* **THE INPUT**
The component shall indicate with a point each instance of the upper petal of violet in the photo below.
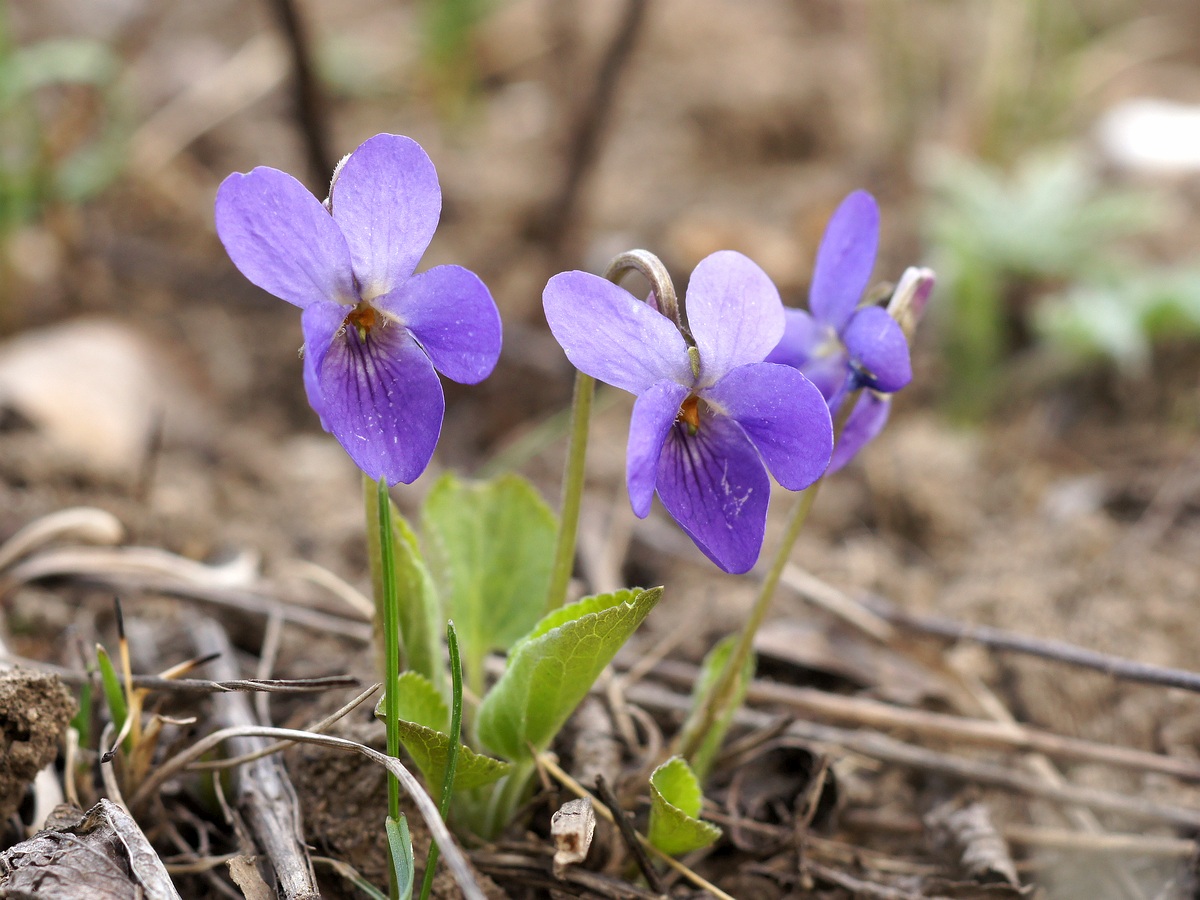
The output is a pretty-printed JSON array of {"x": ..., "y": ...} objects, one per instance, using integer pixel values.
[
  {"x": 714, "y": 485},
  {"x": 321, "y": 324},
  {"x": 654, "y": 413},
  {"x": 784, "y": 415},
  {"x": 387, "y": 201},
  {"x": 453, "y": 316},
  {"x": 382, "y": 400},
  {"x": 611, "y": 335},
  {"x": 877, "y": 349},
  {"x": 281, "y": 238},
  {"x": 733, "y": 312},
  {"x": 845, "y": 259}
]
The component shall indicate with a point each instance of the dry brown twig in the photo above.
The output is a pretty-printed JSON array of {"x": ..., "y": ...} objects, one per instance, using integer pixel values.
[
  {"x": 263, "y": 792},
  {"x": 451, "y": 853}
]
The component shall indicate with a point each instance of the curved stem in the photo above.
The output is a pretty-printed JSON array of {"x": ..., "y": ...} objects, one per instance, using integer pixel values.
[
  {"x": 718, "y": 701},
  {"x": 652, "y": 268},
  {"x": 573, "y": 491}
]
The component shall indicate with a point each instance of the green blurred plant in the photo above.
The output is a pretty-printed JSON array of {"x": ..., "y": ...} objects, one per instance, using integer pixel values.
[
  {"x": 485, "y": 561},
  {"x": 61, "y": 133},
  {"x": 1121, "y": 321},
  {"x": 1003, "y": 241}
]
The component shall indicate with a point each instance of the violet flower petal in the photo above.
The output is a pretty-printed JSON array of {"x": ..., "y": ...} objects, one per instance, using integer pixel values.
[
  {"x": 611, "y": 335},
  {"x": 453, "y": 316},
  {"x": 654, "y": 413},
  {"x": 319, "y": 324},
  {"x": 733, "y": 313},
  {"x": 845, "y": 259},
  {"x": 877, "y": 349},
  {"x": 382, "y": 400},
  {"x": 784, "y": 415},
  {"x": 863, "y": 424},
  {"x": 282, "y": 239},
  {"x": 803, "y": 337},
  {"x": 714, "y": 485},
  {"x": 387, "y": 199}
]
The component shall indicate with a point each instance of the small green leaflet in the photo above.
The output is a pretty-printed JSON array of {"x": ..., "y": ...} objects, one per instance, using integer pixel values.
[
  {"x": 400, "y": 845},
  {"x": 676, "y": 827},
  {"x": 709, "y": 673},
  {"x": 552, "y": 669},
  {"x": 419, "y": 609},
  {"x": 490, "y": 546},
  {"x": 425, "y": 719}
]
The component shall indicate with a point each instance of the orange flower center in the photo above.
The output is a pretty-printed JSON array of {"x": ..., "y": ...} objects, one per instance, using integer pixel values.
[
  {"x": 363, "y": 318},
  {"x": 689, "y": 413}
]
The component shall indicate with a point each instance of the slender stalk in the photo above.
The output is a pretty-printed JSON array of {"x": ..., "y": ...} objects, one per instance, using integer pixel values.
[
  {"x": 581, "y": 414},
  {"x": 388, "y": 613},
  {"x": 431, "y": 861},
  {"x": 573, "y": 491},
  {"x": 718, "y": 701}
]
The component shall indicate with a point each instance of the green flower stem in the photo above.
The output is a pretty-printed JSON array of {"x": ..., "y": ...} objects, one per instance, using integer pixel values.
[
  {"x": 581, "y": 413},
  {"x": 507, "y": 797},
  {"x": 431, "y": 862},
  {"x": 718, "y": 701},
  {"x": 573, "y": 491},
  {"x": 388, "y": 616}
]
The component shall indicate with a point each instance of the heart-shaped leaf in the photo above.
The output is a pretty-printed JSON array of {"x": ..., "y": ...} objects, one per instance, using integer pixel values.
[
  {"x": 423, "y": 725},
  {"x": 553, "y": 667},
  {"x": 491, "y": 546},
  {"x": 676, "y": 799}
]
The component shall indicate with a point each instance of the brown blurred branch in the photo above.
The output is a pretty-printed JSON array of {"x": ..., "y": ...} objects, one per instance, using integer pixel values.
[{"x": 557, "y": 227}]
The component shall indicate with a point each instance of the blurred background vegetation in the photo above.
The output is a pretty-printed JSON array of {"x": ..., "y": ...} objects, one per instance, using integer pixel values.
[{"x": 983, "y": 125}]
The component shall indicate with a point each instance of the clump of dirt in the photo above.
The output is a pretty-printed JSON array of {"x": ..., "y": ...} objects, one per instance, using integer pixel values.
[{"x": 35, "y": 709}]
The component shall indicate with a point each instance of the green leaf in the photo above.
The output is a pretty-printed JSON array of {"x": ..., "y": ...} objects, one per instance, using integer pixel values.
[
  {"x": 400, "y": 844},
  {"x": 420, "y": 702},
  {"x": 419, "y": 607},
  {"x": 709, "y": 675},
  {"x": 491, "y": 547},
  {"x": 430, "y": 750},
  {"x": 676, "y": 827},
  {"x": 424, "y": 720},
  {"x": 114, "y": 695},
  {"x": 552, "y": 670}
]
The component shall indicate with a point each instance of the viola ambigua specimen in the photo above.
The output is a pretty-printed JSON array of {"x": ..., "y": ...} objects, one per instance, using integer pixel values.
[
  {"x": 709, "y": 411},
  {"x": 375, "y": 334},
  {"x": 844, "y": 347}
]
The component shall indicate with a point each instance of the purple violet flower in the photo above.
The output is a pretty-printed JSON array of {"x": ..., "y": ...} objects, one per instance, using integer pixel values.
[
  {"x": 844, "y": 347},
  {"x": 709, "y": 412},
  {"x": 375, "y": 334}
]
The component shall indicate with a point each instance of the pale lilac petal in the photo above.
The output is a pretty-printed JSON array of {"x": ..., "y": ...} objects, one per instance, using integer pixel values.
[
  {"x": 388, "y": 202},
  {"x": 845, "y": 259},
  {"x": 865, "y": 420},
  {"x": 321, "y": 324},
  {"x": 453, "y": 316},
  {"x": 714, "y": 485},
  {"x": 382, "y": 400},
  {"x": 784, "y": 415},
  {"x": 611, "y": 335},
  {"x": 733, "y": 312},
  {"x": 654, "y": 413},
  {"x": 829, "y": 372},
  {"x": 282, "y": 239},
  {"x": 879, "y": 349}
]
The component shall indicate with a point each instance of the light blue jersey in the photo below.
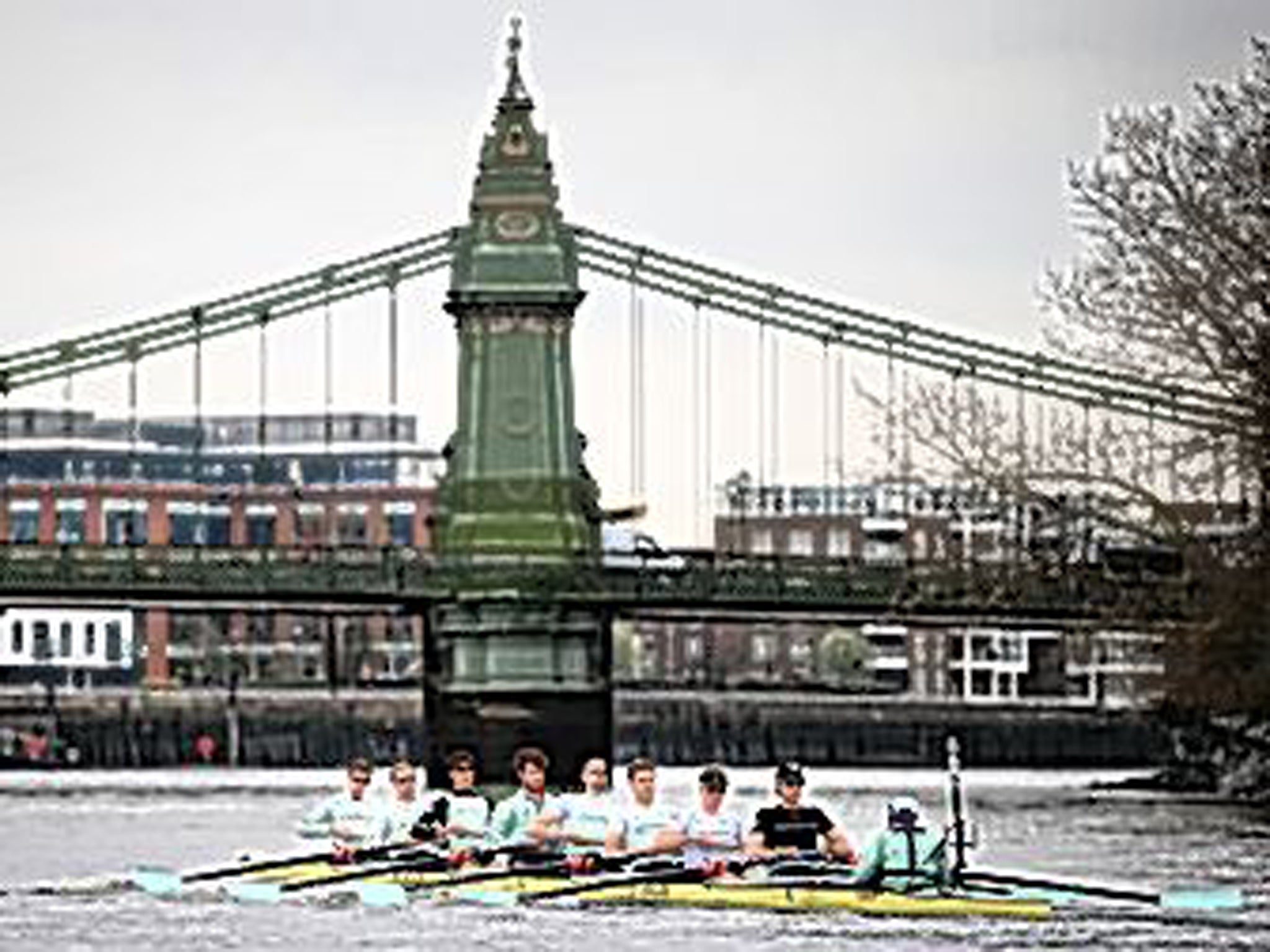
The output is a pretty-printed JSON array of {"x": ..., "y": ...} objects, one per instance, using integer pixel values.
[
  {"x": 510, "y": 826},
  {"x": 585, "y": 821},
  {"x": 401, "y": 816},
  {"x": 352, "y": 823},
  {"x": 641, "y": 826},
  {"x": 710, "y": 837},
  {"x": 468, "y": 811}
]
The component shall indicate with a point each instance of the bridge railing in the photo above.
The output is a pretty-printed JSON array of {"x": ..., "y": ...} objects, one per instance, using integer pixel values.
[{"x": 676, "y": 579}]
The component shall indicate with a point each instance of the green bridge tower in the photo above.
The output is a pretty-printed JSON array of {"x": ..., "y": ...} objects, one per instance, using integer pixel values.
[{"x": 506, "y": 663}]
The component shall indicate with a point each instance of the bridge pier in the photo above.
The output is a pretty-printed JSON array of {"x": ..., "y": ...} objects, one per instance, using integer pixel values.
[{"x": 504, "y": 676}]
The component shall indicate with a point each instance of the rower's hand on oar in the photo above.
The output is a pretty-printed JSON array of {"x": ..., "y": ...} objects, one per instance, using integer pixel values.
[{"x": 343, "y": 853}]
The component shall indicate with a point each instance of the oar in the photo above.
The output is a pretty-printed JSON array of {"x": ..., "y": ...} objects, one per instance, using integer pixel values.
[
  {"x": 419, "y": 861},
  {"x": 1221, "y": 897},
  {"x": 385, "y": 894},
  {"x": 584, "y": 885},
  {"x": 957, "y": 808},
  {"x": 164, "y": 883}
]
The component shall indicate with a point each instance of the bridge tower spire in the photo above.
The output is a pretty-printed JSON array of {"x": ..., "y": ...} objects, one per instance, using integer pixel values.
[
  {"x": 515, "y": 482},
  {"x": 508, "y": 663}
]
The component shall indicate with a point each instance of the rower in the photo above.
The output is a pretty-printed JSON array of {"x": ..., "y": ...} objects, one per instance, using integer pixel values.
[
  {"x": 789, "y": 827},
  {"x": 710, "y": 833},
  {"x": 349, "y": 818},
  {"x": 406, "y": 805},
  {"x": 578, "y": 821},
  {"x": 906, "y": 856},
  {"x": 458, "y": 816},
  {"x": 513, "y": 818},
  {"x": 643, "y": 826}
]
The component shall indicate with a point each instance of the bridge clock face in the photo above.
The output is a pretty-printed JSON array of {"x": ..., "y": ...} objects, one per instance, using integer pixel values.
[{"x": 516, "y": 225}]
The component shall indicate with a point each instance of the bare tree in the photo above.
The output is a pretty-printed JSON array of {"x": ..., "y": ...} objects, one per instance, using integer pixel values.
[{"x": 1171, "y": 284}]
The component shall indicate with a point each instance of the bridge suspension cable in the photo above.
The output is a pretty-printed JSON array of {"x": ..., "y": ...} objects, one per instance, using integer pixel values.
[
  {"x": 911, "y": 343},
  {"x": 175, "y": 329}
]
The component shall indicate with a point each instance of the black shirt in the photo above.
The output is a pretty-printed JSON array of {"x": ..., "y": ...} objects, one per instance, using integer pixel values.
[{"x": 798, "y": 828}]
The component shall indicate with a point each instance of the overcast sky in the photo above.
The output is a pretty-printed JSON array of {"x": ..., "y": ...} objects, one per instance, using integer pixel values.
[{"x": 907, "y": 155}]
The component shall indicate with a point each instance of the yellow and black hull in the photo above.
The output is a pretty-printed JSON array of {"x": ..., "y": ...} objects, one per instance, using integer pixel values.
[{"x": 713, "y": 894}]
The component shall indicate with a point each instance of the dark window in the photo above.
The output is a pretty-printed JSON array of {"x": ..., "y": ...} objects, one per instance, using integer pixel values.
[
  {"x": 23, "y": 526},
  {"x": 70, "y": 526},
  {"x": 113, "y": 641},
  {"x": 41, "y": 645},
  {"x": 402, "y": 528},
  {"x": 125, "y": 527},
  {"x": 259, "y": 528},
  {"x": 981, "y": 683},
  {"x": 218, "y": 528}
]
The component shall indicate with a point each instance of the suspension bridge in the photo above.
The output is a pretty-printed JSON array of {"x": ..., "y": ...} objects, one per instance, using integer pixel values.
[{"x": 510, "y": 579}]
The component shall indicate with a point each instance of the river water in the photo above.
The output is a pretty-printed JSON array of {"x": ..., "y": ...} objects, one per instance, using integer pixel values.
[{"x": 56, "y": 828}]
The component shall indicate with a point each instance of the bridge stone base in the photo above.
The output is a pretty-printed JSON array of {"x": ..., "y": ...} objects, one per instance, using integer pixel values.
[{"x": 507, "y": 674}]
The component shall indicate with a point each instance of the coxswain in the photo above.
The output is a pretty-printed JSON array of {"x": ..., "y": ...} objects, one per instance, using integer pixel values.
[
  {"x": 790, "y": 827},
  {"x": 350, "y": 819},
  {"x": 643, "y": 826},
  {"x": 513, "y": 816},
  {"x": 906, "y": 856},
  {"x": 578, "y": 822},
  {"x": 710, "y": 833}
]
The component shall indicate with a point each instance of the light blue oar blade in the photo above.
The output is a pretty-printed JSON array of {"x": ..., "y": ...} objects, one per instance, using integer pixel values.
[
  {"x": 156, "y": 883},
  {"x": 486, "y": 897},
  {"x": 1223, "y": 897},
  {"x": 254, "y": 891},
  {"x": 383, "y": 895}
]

* **TASK GOAL**
Within the material above, copy exactly the lines from the line that holds "shirt in the photo above." up to and including the line that holds "hull in the photo above.".

* **TASK SOLUTION**
The component shall indicate with a point each instance of the black shirt in the photo above.
The output is a pretty-printed JSON array of {"x": ..., "y": ...} objects, one per instance, using integer pixel values.
[{"x": 798, "y": 828}]
The component shall indicate with a point each instance of the overcast sky in the photo above.
The output is a pretty-printed JSON array of {"x": ..., "y": ...} objects, one per instance, using integer pixel values.
[{"x": 907, "y": 155}]
The component shall indicate with a point each instance of the yellow and black hull in the photo above.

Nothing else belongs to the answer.